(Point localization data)
::::::::
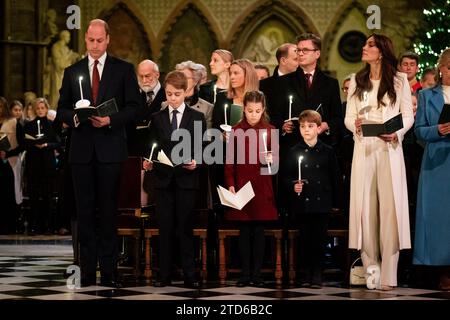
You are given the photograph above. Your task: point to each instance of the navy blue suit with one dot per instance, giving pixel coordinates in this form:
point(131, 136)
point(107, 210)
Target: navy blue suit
point(96, 156)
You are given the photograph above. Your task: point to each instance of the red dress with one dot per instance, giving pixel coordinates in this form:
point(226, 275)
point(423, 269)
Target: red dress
point(262, 206)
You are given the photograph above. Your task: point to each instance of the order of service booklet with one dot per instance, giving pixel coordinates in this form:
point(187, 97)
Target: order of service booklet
point(107, 108)
point(374, 129)
point(4, 143)
point(236, 200)
point(445, 114)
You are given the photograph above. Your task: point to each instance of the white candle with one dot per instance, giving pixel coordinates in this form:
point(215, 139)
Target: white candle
point(225, 112)
point(290, 107)
point(265, 150)
point(300, 170)
point(81, 89)
point(151, 152)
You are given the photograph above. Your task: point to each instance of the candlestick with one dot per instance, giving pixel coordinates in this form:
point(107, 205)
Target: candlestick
point(300, 170)
point(290, 107)
point(265, 150)
point(39, 127)
point(151, 152)
point(81, 88)
point(225, 111)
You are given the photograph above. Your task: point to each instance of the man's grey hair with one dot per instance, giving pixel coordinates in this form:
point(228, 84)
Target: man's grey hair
point(194, 67)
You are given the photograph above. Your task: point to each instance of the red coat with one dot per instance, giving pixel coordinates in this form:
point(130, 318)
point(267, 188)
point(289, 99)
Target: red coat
point(262, 206)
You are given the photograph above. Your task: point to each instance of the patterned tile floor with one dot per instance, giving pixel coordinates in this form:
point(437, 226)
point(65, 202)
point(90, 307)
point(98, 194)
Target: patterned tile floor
point(27, 275)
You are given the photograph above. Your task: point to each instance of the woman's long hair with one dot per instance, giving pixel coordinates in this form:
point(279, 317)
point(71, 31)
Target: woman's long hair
point(388, 72)
point(251, 82)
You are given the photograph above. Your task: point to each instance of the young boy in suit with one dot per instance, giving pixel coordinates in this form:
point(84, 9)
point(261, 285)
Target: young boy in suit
point(313, 197)
point(176, 187)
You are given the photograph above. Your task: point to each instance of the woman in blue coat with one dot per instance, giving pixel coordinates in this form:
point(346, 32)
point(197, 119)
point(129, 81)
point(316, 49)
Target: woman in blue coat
point(432, 238)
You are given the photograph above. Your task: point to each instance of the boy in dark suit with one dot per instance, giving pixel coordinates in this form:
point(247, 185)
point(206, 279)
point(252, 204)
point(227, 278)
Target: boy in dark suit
point(176, 187)
point(314, 197)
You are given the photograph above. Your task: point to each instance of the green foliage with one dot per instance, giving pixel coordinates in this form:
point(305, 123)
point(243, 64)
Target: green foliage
point(435, 36)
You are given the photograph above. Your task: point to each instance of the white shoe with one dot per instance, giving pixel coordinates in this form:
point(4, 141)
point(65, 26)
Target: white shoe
point(373, 277)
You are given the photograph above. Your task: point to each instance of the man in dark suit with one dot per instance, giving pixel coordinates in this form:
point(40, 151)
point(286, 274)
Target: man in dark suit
point(310, 88)
point(287, 58)
point(98, 148)
point(176, 187)
point(152, 95)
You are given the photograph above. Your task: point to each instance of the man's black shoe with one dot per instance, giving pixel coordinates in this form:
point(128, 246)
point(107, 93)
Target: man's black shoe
point(88, 281)
point(162, 283)
point(242, 283)
point(192, 284)
point(111, 282)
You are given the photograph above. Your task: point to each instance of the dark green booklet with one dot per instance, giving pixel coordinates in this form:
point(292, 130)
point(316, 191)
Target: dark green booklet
point(107, 108)
point(236, 113)
point(372, 129)
point(445, 114)
point(4, 143)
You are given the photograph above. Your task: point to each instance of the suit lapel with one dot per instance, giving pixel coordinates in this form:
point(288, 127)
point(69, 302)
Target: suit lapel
point(186, 117)
point(438, 99)
point(166, 123)
point(86, 82)
point(107, 76)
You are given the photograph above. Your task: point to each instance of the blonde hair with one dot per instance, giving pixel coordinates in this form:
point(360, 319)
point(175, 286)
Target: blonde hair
point(256, 97)
point(40, 100)
point(225, 55)
point(310, 116)
point(251, 81)
point(443, 60)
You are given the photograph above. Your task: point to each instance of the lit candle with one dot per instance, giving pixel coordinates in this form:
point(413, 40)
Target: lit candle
point(290, 107)
point(225, 112)
point(366, 104)
point(265, 150)
point(81, 89)
point(300, 170)
point(151, 152)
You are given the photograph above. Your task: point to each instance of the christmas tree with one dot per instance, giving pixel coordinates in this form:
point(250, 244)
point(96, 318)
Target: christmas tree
point(435, 36)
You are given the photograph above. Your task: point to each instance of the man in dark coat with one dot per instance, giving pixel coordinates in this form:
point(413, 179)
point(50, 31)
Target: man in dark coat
point(98, 148)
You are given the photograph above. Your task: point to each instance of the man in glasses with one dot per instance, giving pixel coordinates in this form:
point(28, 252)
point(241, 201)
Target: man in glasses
point(309, 88)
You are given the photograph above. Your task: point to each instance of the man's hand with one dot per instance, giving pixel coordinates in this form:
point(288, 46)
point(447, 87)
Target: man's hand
point(268, 157)
point(41, 146)
point(147, 165)
point(323, 127)
point(191, 165)
point(288, 126)
point(99, 122)
point(358, 123)
point(388, 137)
point(298, 187)
point(444, 128)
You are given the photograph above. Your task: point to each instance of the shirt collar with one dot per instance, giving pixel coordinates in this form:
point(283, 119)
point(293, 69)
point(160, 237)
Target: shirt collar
point(180, 109)
point(101, 60)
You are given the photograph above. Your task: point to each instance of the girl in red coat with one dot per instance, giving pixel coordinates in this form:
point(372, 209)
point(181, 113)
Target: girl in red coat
point(247, 139)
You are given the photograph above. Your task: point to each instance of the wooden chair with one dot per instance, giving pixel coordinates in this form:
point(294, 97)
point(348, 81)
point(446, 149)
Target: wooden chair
point(292, 237)
point(130, 219)
point(224, 233)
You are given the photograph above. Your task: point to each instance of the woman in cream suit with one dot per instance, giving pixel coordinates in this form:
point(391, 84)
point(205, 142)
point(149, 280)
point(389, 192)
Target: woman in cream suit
point(379, 217)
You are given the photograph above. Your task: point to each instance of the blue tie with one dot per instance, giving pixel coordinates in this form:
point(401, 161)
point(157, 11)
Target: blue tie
point(174, 120)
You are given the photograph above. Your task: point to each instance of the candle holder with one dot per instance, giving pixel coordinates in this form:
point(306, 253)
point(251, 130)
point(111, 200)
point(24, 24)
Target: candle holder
point(226, 127)
point(83, 103)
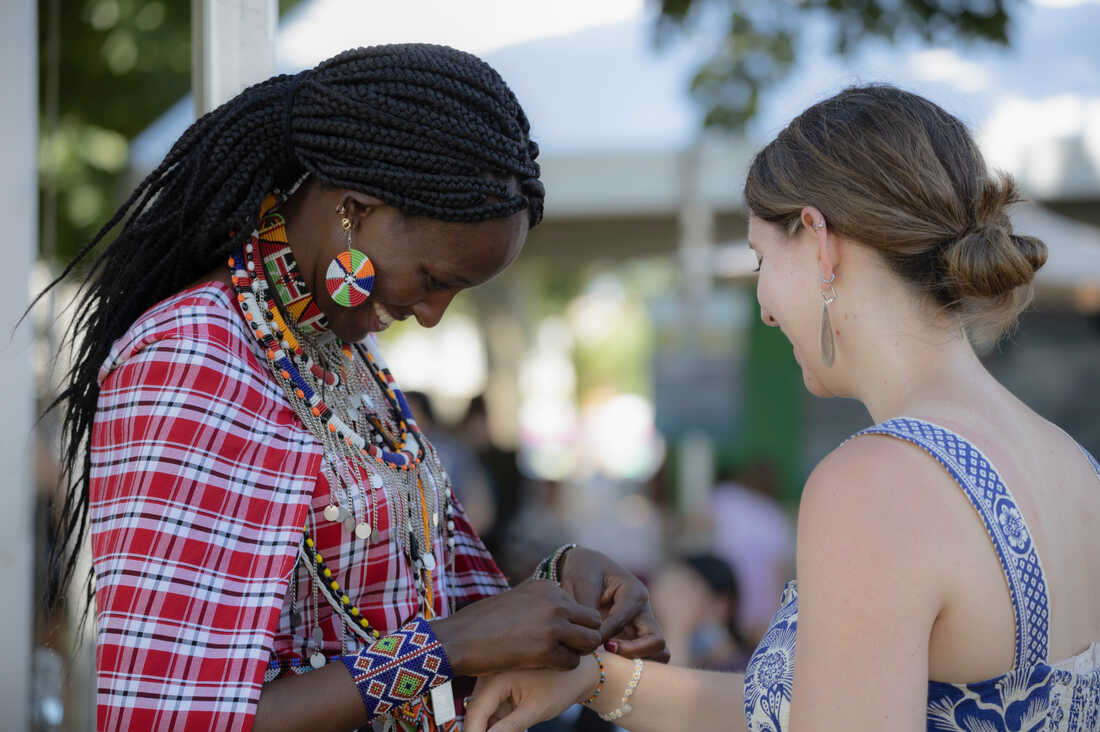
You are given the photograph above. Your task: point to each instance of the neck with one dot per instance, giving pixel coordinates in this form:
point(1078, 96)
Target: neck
point(911, 366)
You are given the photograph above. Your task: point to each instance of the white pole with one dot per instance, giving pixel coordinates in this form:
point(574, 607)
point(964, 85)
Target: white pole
point(232, 47)
point(19, 205)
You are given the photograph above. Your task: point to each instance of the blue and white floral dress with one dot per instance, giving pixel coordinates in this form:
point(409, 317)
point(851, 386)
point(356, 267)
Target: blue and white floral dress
point(1034, 696)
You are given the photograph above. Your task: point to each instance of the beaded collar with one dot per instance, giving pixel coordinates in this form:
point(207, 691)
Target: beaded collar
point(406, 455)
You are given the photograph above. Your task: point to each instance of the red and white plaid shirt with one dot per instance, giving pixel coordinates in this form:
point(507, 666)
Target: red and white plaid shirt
point(201, 479)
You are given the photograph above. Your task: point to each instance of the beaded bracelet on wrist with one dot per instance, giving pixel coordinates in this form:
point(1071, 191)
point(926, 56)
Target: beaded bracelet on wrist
point(625, 707)
point(549, 567)
point(600, 684)
point(399, 668)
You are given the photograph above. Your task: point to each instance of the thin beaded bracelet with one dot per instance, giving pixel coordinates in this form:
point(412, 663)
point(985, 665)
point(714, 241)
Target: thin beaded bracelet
point(625, 707)
point(548, 568)
point(600, 685)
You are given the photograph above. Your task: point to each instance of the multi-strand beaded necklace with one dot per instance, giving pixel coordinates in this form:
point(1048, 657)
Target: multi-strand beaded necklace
point(349, 401)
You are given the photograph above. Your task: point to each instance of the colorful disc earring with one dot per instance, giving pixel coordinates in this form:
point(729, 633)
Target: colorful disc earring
point(350, 276)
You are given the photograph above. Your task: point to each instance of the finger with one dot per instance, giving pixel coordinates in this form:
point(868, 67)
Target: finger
point(517, 721)
point(625, 610)
point(579, 614)
point(586, 591)
point(578, 637)
point(488, 695)
point(502, 711)
point(644, 647)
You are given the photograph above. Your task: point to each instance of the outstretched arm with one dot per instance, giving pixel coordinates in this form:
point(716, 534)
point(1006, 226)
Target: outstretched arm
point(667, 698)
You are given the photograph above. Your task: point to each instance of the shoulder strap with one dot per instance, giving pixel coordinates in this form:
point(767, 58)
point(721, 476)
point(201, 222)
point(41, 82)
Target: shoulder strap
point(1004, 524)
point(1096, 466)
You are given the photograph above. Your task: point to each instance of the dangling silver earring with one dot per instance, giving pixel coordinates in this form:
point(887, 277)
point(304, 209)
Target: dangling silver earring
point(827, 342)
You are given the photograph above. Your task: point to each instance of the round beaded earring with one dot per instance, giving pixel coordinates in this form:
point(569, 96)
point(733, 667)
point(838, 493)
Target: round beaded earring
point(350, 276)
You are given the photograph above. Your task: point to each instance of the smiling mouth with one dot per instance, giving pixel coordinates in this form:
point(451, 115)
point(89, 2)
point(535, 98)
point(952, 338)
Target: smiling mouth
point(384, 317)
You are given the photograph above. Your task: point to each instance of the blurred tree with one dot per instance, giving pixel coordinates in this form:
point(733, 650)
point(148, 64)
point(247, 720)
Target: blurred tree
point(762, 39)
point(107, 69)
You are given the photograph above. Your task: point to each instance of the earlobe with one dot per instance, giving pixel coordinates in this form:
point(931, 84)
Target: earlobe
point(359, 205)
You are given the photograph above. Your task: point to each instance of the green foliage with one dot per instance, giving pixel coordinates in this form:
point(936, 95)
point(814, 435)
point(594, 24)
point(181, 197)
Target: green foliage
point(762, 39)
point(118, 66)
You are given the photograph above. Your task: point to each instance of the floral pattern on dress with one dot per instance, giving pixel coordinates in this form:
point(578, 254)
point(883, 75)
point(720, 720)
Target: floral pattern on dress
point(769, 675)
point(1034, 697)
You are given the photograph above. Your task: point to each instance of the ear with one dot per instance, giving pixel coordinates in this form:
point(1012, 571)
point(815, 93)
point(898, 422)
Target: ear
point(359, 205)
point(828, 250)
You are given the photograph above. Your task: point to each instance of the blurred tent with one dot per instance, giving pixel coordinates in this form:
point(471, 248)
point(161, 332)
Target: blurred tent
point(612, 112)
point(629, 175)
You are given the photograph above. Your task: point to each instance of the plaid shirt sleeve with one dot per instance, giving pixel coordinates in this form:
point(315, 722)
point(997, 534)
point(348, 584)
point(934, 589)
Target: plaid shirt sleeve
point(476, 575)
point(200, 480)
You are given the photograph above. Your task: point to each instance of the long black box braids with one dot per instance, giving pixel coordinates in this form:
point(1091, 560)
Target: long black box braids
point(432, 131)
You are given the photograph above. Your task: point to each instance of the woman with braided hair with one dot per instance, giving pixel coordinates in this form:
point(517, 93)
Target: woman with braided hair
point(260, 501)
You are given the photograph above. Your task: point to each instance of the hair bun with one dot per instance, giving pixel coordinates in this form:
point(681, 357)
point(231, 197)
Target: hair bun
point(988, 260)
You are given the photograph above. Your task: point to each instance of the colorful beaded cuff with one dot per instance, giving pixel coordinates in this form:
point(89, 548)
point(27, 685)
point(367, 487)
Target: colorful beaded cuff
point(398, 668)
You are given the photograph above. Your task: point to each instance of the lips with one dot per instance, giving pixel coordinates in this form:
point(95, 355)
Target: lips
point(382, 316)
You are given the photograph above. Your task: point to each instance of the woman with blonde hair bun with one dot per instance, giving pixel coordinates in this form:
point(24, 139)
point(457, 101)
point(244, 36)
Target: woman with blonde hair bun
point(947, 569)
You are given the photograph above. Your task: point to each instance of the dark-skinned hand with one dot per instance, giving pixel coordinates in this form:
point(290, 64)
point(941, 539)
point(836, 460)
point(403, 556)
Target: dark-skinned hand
point(628, 626)
point(536, 624)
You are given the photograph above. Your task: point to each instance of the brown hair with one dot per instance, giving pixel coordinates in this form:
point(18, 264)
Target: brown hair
point(897, 173)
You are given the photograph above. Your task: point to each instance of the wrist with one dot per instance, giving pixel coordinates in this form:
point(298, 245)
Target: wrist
point(592, 672)
point(552, 565)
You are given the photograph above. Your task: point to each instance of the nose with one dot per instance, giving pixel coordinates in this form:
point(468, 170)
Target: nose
point(429, 312)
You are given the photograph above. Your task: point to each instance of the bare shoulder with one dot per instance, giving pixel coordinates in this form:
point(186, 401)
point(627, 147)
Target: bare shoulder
point(870, 480)
point(873, 511)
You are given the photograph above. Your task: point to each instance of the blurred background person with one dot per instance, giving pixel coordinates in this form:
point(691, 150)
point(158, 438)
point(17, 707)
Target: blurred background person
point(696, 599)
point(468, 476)
point(756, 535)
::::::::
• Activity: From the data above, output only the lines between the line containing "point(289, 99)" and the line containing "point(206, 279)", inclusive, exactly as written.

• Solution:
point(289, 99)
Target: red coat
point(262, 206)
You are given the photograph above. Your task: point to each instance of the patterned tile floor with one dot per instance, giving pixel coordinates in this form:
point(437, 226)
point(65, 202)
point(90, 307)
point(98, 194)
Target: patterned tile floor
point(27, 275)
You are given the photograph above. Your task: point to each instance of the woman's long hair with one dot per instance, giving pixel coordinates in this form:
point(279, 317)
point(71, 31)
Target: woman's long hair
point(388, 72)
point(251, 82)
You are given the photograph above. Your task: point to each instance of the young boy in suit with one dot per instance, giving pixel coordinates in this form:
point(84, 9)
point(261, 285)
Target: young boy in suit
point(313, 197)
point(176, 187)
You are given the photograph above. Your task: point to each instance of the woman in blue coat with one dot per instance, giving pixel coordinates in this form:
point(346, 32)
point(197, 119)
point(129, 81)
point(316, 49)
Target: woman in blue coat
point(432, 238)
You are given the photograph above. Your task: point to each instance of the boy in dark suit with one dot per instance, giving pixel coordinates in this form:
point(247, 185)
point(206, 279)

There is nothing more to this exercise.